• **QUOTED TEXT**:

.....

Is this a copy paste from your private conversation on blender chat? Glad you got your answers but besides copying and pasting chat logs publicly without all party’s knowledge being poor form it kind of seems like threadspam.

thanks, just keeping it all together for future reference. They’re both public domain, I can’t see this as a problem…

I’m not sure “public domain” means that or how much a chat dump is helpful as future reference over notes. It would probably be more helpful to report back a summary of what the conclusions were.

I’m going to leave it as is. It’s fine. It would perhaps be better to summarise it, but I don’t have time at the moment, and don’t want to have to search through blender chat when I come back to it. At least having something here is better than nothing, just in case anyone else takes an interest in the mean time.

Sorry, didn’t mean to shoot you down, just a bit hectic at the mo.

Test 1, can the viewport still be rotated during shader update? If it can, then it’s a problem at blender’s side.

Result, approx 11 seconds it can be rotated and 3 seconds it cant. Last three seconds is the opengl conversion of glsl to bytecode (if I’ve understood germano correctly above)

All inner group nodes have been ungrouped, didn’t seem to impact shader compilation times positiviely. Just one top level group now.

Test 3: if a new node is added of the same type that already existed, and it’s connected to the same sockets on the group that the last node of the same type was, then there is no wait time.

If you connect the node to a socket it hasn’t been connected to previously, then there’s a long shader compilation again, and during that time the viewport can be rotated.

What hardware are you using? Are your drivers up to date? Does it happen on less complex node graphs as well? It really shouldn’t be taking that long. This does not seem like a problem for blender to solve, this seems like a driver/hardware performance issue on your end.

Just spent a few hours with Clem testing it. It’s just a bit too complex for EEVEE at the moment.

1 Like

Thanks for your suggestions.

.....

• **MATERIAL PROVIDED**:
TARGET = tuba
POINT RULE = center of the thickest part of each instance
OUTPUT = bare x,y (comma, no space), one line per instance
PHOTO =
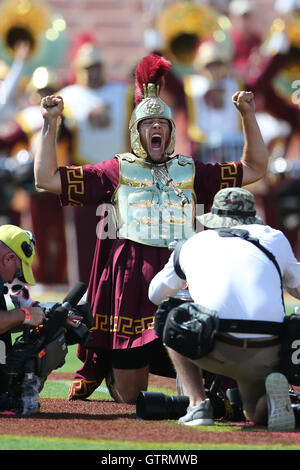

.....

• **DIRECTIVES**:
A. Please reproduce the stretch of the Blender forum thread from "All inner group" through "can be rotated.".
B. Answer these questions from the Blender forum thread, one line each:
(i) In the result of Test 1, for about how many seconds could the viewport be rotated?
(ii) How many top-level groups remained after the inner group nodes were ungrouped?
(iii) With whom did the poster spend a few hours testing?

• **FULL SOLUTIONS**:
A.
All inner group nodes have been ungrouped, didn’t seem to impact shader compilation times positiviely. Just one top level group now.

Test 3: if a new node is added of the same type that already existed, and it’s connected to the same sockets on the group that the last node of the same type was, then there is no wait time.

If you connect the node to a socket it hasn’t been connected to previously, then there’s a long shader compilation again, and during that time the viewport can be rotated.

B.
(i) About 11 seconds.
(ii) One.
(iii) Clem.